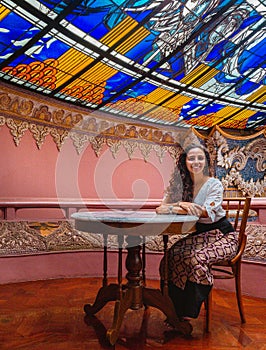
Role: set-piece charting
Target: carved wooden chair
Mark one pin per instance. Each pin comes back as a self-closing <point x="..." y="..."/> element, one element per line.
<point x="237" y="210"/>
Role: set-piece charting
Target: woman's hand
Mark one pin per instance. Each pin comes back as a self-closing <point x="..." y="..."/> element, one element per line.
<point x="192" y="208"/>
<point x="172" y="208"/>
<point x="164" y="209"/>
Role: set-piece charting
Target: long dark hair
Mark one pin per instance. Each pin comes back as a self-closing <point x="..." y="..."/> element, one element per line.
<point x="181" y="186"/>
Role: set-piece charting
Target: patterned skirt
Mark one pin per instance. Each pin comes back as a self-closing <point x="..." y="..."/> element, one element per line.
<point x="190" y="258"/>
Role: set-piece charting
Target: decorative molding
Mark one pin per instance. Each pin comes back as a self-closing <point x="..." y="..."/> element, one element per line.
<point x="233" y="159"/>
<point x="250" y="187"/>
<point x="21" y="112"/>
<point x="21" y="237"/>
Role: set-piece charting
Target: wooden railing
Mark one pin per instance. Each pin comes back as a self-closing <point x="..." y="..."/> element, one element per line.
<point x="9" y="207"/>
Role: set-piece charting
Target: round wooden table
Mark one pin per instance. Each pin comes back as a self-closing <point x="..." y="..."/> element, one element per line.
<point x="133" y="226"/>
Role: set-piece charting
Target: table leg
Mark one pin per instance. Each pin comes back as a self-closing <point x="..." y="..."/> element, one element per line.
<point x="154" y="297"/>
<point x="105" y="294"/>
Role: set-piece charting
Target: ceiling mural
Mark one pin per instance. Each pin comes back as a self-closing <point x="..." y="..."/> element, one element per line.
<point x="175" y="63"/>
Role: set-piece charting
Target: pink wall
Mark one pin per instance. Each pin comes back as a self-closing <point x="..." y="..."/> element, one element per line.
<point x="27" y="171"/>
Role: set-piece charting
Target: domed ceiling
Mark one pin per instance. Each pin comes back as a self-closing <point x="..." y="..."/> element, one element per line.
<point x="176" y="63"/>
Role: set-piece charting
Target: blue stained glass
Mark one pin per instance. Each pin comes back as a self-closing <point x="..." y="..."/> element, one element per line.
<point x="15" y="33"/>
<point x="204" y="109"/>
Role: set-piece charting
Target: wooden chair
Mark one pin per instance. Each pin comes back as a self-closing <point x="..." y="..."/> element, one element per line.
<point x="237" y="210"/>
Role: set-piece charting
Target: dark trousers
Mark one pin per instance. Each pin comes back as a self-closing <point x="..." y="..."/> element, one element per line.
<point x="188" y="302"/>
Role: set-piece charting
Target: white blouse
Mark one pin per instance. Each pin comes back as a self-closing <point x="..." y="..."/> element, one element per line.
<point x="210" y="196"/>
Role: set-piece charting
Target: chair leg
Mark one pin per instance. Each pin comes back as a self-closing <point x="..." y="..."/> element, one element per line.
<point x="208" y="307"/>
<point x="238" y="291"/>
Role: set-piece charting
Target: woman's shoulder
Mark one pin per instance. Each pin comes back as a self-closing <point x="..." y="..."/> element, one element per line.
<point x="213" y="181"/>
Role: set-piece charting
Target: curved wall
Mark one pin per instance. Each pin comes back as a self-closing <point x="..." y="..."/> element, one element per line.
<point x="27" y="171"/>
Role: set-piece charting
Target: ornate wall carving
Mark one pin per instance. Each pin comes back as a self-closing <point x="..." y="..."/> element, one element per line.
<point x="23" y="237"/>
<point x="21" y="112"/>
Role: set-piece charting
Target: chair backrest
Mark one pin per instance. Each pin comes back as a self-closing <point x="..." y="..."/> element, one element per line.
<point x="237" y="210"/>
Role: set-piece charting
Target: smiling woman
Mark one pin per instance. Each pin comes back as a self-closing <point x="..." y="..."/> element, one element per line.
<point x="189" y="260"/>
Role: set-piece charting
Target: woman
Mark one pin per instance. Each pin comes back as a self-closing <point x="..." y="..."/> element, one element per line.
<point x="193" y="191"/>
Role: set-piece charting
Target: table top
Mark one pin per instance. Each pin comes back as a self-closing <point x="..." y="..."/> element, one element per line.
<point x="133" y="222"/>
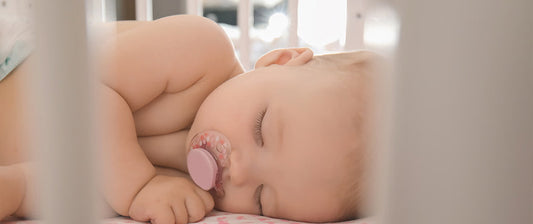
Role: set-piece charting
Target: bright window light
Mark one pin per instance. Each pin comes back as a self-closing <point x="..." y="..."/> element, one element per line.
<point x="321" y="22"/>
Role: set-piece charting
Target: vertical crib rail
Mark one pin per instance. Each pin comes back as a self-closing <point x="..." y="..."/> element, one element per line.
<point x="62" y="105"/>
<point x="245" y="21"/>
<point x="143" y="10"/>
<point x="463" y="126"/>
<point x="195" y="7"/>
<point x="354" y="24"/>
<point x="293" y="23"/>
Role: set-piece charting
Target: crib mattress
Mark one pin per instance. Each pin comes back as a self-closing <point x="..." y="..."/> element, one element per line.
<point x="214" y="217"/>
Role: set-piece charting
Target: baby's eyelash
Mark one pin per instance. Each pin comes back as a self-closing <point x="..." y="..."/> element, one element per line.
<point x="258" y="125"/>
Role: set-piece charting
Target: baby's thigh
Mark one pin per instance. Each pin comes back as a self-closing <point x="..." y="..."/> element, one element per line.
<point x="14" y="124"/>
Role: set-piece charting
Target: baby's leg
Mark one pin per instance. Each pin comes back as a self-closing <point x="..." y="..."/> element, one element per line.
<point x="12" y="189"/>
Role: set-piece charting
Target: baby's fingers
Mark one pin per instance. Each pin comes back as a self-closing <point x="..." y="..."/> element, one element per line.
<point x="156" y="214"/>
<point x="207" y="199"/>
<point x="180" y="212"/>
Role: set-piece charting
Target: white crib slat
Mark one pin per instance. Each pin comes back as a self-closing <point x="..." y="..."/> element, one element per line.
<point x="195" y="7"/>
<point x="143" y="10"/>
<point x="61" y="94"/>
<point x="355" y="15"/>
<point x="463" y="148"/>
<point x="245" y="21"/>
<point x="293" y="26"/>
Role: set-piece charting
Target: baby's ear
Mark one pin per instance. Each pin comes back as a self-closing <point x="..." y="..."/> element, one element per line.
<point x="287" y="56"/>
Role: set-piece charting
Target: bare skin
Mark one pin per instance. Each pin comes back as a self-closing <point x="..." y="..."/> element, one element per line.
<point x="146" y="118"/>
<point x="290" y="122"/>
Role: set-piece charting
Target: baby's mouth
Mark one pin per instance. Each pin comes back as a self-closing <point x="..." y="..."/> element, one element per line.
<point x="219" y="147"/>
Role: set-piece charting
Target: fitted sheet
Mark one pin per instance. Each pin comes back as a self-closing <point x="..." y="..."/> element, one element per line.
<point x="215" y="217"/>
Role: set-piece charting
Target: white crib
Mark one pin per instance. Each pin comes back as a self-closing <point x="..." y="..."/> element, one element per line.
<point x="449" y="164"/>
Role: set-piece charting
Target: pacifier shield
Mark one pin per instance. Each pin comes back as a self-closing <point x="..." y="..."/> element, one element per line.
<point x="202" y="168"/>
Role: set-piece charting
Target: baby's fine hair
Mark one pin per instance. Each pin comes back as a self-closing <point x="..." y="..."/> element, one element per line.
<point x="359" y="70"/>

════════

[Problem requirements]
The records above are to be retyped exactly, with every picture left out.

[Task response]
Role: set-piece charting
Target: carved wooden chair
Mark one pin per instance. Each pin comes back as a self-closing <point x="..." y="..."/> element, one element per line.
<point x="237" y="210"/>
Role: set-piece charting
Target: woman's hand
Mark one pin per instance. Each pin comes back as a self-closing <point x="..." y="..."/> element, one element per line.
<point x="192" y="208"/>
<point x="172" y="208"/>
<point x="164" y="209"/>
Role: set-piece charting
Target: long dark hair
Mark one pin per instance. Each pin comes back as a self-closing <point x="..." y="..."/> element, one element per line.
<point x="181" y="186"/>
Role: set-piece charting
Target: patterned skirt
Mark one pin per instance. Each pin comes back as a self-closing <point x="..." y="..."/> element, one element per line.
<point x="190" y="258"/>
Role: set-piece charting
Target: decorative molding
Mark one pin per instance. Each pin comes back as a self-closing <point x="..." y="..."/> element, one element per line.
<point x="233" y="159"/>
<point x="250" y="187"/>
<point x="21" y="112"/>
<point x="21" y="237"/>
Role: set-piece charting
Target: wooden railing
Mark one pin per instance. Each pin comes back as a self-closing <point x="..." y="..."/> element, one element per line.
<point x="9" y="207"/>
Role: set-piece charting
Target: round wooden table
Mark one pin per instance. Each pin comes back as a self-closing <point x="..." y="..."/> element, one element per line.
<point x="133" y="226"/>
Role: set-piece charting
Target: table leg
Mark one pin per instance. Each pin comes back as a self-closing <point x="..." y="..."/> element, one element per line.
<point x="154" y="297"/>
<point x="105" y="294"/>
Role: set-piece charting
Target: ceiling mural
Mark one pin per instance. Each pin comes back as a self-closing <point x="..." y="..."/> element, one element per line.
<point x="175" y="63"/>
Role: set-piece charting
Target: pink wall
Mark one pin per instance. Each pin comes back as a self-closing <point x="..." y="..."/> element, one element per line.
<point x="27" y="171"/>
Role: set-piece charting
Target: domed ceiling
Mark one pin per instance. Each pin comes back as a self-closing <point x="..." y="..."/> element, one element per line.
<point x="176" y="63"/>
Role: set-piece charting
Target: blue stained glass
Mark one pin per instance. Each pin comes back as a self-closing <point x="..." y="..."/> element, one element per line.
<point x="15" y="33"/>
<point x="204" y="109"/>
Role: set-piece charting
Target: wooden chair
Mark one pin per instance. Each pin comes back as a self-closing <point x="..." y="..."/> element, one element per line.
<point x="237" y="210"/>
Role: set-piece charting
Target: dark trousers
Mark one pin per instance. Each pin comes back as a self-closing <point x="..." y="..."/> element, one element per line.
<point x="188" y="302"/>
Role: set-piece charting
Target: white blouse
Mark one pin per instance. Each pin comes back as a self-closing <point x="..." y="..."/> element, one element per line.
<point x="210" y="196"/>
Role: set-piece charting
Target: chair leg
Mark one pin per instance. Each pin comes back as a self-closing <point x="..." y="..."/> element, one element per line.
<point x="208" y="307"/>
<point x="238" y="291"/>
Role: set-piece charting
Target: woman's shoulder
Mark one pin per instance. Each pin comes back as a self-closing <point x="..." y="..."/> element, one element per line.
<point x="213" y="181"/>
Role: set-piece charting
Target: curved wall
Mark one pin per instance. Each pin comes back as a self-closing <point x="..." y="..."/> element, one element per line.
<point x="27" y="171"/>
Role: set-piece charting
Target: ornate wall carving
Mark one pin per instance. Each pin comes back as a self-closing <point x="..." y="..."/> element, one element per line.
<point x="23" y="237"/>
<point x="21" y="112"/>
Role: set-piece charting
Target: chair backrest
Mark one pin per instance. Each pin comes back as a self-closing <point x="..." y="..."/> element, one element per line.
<point x="237" y="210"/>
Role: set-piece charting
Target: smiling woman
Mark one pin per instance. Each pin comes back as a self-closing <point x="..." y="..."/> element, one element per line.
<point x="189" y="260"/>
Role: set-piece charting
Target: woman
Mark one pin per instance. Each pin comes back as a self-closing <point x="..." y="..."/> element, one element per line.
<point x="193" y="191"/>
Role: set-piece charting
Target: table top
Mark one pin per instance. Each pin comes back as a self-closing <point x="..." y="..."/> element, one element per line.
<point x="133" y="222"/>
Role: set-piece charting
Target: bright window light
Mark one pin per instance. Each pin comes back as a self-closing <point x="..." y="..."/> element, one element per line.
<point x="321" y="22"/>
Role: set-piece charting
Target: vertical crib rail
Mark one pin per instance. Each pin comes back as a self-closing <point x="..." y="..."/> element, one element per line.
<point x="62" y="105"/>
<point x="245" y="21"/>
<point x="143" y="10"/>
<point x="463" y="126"/>
<point x="195" y="7"/>
<point x="354" y="24"/>
<point x="293" y="23"/>
Role: set-piece charting
Target: crib mattress
Mark one pin per instance. Each pin comes back as a self-closing <point x="..." y="..."/> element, one element per line.
<point x="214" y="217"/>
Role: set-piece charting
Target: baby's eyelash
Mark one pin per instance. Each pin comes back as a self-closing <point x="..." y="..."/> element, one element per line.
<point x="258" y="125"/>
Role: set-piece charting
Target: baby's thigh
Mark one pin per instance. Each pin comes back as a self-closing <point x="..." y="..."/> element, one element per line.
<point x="14" y="124"/>
Role: set-piece charting
Target: baby's leg
Mark one pin per instance. Each pin comes back as a self-closing <point x="..." y="..."/> element, one element per line.
<point x="12" y="189"/>
Role: set-piece charting
Target: baby's fingers
Mark one pin per instance. Each pin comes back as a self-closing <point x="..." y="..."/> element, one element per line.
<point x="156" y="214"/>
<point x="207" y="199"/>
<point x="180" y="212"/>
Role: set-piece charting
Target: white crib slat
Mark one pin per instance. Each pin comes back as a self-closing <point x="..." y="..."/> element, one element per line.
<point x="195" y="7"/>
<point x="143" y="10"/>
<point x="61" y="94"/>
<point x="355" y="15"/>
<point x="463" y="148"/>
<point x="245" y="21"/>
<point x="293" y="26"/>
Role: set-piece charting
Target: baby's ear
Mark one pin per instance. Each pin comes back as a self-closing <point x="..." y="..."/> element, one element per line.
<point x="287" y="56"/>
Role: set-piece charting
Target: bare skin
Mark one pin per instance. Each pin comes back as a self-closing <point x="..." y="..."/> element, one element per line.
<point x="146" y="118"/>
<point x="290" y="122"/>
Role: set-piece charting
Target: baby's mouth
Mark one pin per instance. Each pin comes back as a self-closing <point x="..." y="..."/> element, one element per line.
<point x="219" y="147"/>
Role: set-piece charting
Target: fitted sheet
Mark one pin per instance. Each pin comes back as a self-closing <point x="..." y="..."/> element, one element per line.
<point x="215" y="217"/>
Role: set-piece charting
Target: white crib
Mark one pin per instance. Each pin comes back as a self-closing <point x="..." y="..."/> element, one element per line.
<point x="449" y="164"/>
Role: set-piece charting
Target: pacifier shield
Mark one pin per instance. Each pin comes back as a self-closing <point x="..." y="..."/> element, one element per line.
<point x="202" y="168"/>
Role: set-piece charting
Target: baby's fine hair
Mark one pin per instance. Each pin comes back as a self-closing <point x="..." y="..."/> element, one element per line.
<point x="359" y="70"/>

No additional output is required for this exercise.